**READING PASSAGE**

§

When Senate Republicans filibustered the extension of emergency unemployment benefits on January 14, there didn’t seem to be much hope that the sides to come to an agreement.
Here’s the back story:
Republicans are open to extending unemployment benefits, but are demanding a spending offset to any deal. Two weeks ago, Democrats offered to extend the Medicare provider cuts in sequestration until 2024. Since these cuts fell outside of the 10-year budget window, the Congressional Budget Office (CBO) scored it as increasing the deficit by $17 billion. Conservatives rejected this offer, believing the cuts would never materialise.
Senate Minority Leader Mitch McConnell (R-Ky.) then tried to force a vote on his irrelevant amendment to delay the individual mandate and the whole process descended into a partisan fight over procedural rules.
Now, however, Democrats have offered a new way to pay for a three month extension of unemployment benefits: pension smoothing. This would reduce the amount that companies have to pay into their pension funds each year. This gives companies higher profits in the short-term, boosting tax revenue for the government.
But in the long-term, companies will have to increase their pension contributions, which will reduce their profits and decrease future tax revenues. It also allows companies to underfund their pensions, increasing the risk they will need help covering them from the government. The Committee for a Responsible Federal Budget (CRFB) rightly labels this a gimmick. It doesn’t actually offset the cost of the unemployment extension and only makes the pension system more unstable.
Over the 10-year budget window though, pension smoothing saves money since its costs don’t fully materialise until more than a decade from now.
Here’s a chart from the CRFB showing this:
So, Republicans rejected the Democrats’ original proposal of future Medicare provider cuts on the grounds that they were uncertain to materialise. But now, they are close to accepting a “pension funding” gimmick in which the savings are certain not to materialise.
Why is the first one more acceptable to Senate Republicans than the latter? Because the CBO uses a 10-year budget window, meaning that the first deal is scored as increasing the deficit while the second one is deficit-neutral.

§

**Extracted data entries**
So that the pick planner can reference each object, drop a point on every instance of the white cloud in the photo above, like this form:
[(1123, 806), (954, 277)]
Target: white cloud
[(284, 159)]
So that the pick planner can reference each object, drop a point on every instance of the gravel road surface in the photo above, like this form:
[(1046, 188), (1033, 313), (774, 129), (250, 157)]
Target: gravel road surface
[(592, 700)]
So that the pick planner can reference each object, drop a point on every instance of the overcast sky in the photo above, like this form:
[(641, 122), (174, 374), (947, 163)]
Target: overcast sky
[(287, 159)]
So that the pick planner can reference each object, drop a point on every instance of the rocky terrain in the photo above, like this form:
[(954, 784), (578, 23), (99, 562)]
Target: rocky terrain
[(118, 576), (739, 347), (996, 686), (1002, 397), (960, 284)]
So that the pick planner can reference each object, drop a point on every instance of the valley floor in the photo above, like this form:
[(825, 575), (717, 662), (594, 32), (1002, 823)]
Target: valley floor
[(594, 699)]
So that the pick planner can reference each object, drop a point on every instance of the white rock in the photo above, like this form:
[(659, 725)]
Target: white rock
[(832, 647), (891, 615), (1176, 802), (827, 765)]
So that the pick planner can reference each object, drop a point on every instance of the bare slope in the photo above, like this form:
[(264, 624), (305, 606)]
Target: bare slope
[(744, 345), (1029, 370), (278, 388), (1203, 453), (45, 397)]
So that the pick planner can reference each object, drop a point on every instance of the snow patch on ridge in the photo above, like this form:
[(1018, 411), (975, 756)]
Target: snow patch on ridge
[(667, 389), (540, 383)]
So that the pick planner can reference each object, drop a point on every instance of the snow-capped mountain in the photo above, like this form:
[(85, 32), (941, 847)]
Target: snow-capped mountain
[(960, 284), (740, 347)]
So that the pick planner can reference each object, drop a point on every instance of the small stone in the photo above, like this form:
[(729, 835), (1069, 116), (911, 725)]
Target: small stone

§

**QUESTIONS**
1 > According to the article on extending unemployment benefits, by how much did the CBO score the Democrats' offer of Medicare provider cuts as increasing the deficit?
2 > From the article on extending unemployment benefits, extract everything from "Why is the first" down to "one is deficit-neutral.".
3 > Write what comes next in the article on extending unemployment benefits, continuing from its final sentence.

**RESPONSES PER TASK**
1 > By $17 billion.

2 >
Why is the first one more acceptable to Senate Republicans than the latter? Because the CBO uses a 10-year budget window, meaning that the first deal is scored as increasing the deficit while the second one is deficit-neutral.

3 >
Undoubtedly, Senate Republicans understand all of this.
Here’s where the politics come in. Republicans agreed to extend the Medicare provider cuts in 2022 and 2023 as part of the budget deal. Conservatives were furious at this. If Republicans agreed to extend them yet another year for an extension of unemployment insurance (UI), with the cuts not falling within the 10-year budget window, conservatives would freak out. Instead, Senate Republicans can say they are offsetting the costs with “pension smoothing,” a meaningless term to nearly everyone. To top it off, the CBO will score it as deficit-neutral.
Effectively, Republicans are tricking their supporters into believing that the bill has a spending offset. In the process, they can avoid the political backlash of killing the UI extension. It’s great politics.
On policy, Republicans are getting nothing. They are extending unemployment benefits for imaginary cuts. Over the long-term, this deal would add to the deficit.
That’s great for Senate Democrats. It’s exactly what they wanted on policy grounds. Whether Senate Republicans ultimately go for it remains to be seen. Yesterday, Sen. Rob Portman (R-Ohio) said that the “reality is, we’re pretty close.” Then, it would have to pass the House, an even tougher task.
But for now, there is hope.
It just goes to show the absurdity of the Republican position that they rejected a deal with a real, if far-off, spending offset in return for one that is certain to increase the deficit. But if that’s what it takes to get a deal done, then I’m all for it.